- [Exercise directions] The lines to copy are those in the listing that hold the word "building".

:: Raw data ::

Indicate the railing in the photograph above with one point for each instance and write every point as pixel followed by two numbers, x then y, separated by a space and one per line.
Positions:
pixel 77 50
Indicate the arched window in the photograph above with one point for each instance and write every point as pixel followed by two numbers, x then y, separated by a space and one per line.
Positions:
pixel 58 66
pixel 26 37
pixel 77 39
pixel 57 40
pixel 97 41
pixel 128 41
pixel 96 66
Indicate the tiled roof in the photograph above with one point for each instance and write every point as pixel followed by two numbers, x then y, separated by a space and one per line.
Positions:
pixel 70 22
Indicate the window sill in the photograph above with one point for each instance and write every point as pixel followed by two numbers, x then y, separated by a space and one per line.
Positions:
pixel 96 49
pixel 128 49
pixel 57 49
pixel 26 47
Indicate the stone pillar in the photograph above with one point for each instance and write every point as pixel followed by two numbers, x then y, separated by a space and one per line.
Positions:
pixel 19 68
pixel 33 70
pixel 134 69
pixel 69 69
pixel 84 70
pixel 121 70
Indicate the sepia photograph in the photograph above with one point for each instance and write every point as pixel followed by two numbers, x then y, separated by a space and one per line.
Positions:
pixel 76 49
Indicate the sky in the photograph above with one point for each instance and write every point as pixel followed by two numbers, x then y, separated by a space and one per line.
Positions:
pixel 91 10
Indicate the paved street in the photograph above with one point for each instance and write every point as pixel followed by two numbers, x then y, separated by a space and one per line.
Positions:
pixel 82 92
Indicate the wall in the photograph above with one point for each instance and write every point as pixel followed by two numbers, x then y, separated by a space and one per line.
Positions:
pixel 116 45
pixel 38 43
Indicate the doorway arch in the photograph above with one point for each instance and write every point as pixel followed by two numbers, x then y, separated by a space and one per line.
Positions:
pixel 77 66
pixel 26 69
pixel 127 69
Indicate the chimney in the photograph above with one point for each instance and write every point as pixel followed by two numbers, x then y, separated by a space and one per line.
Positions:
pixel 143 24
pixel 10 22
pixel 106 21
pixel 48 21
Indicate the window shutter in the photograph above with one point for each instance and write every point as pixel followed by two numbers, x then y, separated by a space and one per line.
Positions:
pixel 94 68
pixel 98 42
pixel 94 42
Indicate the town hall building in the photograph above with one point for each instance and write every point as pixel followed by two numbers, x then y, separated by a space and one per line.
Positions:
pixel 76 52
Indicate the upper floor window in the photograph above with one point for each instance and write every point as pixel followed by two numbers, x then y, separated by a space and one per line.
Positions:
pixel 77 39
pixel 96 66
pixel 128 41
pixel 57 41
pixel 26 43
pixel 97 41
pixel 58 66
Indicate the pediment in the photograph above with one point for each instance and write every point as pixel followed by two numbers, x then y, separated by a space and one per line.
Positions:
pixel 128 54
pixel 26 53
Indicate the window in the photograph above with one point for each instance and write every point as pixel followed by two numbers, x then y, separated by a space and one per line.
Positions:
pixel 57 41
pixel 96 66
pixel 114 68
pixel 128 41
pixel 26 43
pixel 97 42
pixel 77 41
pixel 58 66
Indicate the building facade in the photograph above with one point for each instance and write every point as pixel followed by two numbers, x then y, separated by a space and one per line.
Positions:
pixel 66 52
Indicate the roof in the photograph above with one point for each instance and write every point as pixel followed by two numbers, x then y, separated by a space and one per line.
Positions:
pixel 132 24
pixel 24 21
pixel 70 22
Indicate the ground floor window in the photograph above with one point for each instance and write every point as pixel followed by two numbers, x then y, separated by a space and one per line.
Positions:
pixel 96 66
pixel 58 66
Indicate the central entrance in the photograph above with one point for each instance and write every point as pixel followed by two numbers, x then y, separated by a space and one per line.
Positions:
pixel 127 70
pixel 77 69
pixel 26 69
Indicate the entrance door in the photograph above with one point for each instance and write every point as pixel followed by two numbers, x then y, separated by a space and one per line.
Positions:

:::
:: Raw data ::

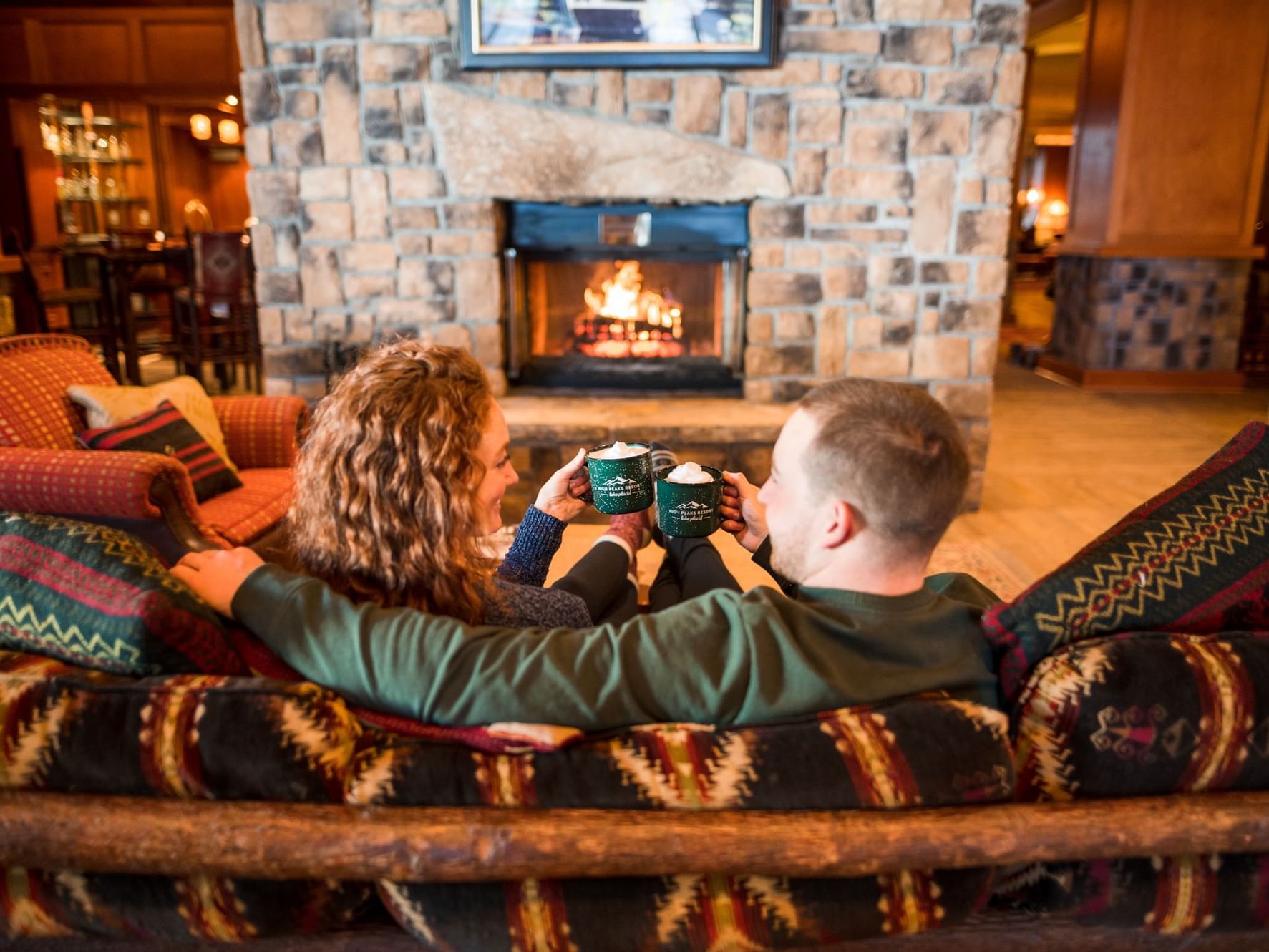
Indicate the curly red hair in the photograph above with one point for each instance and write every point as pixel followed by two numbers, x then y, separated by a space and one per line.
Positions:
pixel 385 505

:::

- [Task result]
Indicate the town hall building in the photograph above with one point for each instance and write every point as pixel followed by two numbers, x then y, separated by a space and one per line.
Indicate the building facade in the photograph above with one point for each instance and write every point as pixel followed by two numbers, x then y, separated by a space and one per line.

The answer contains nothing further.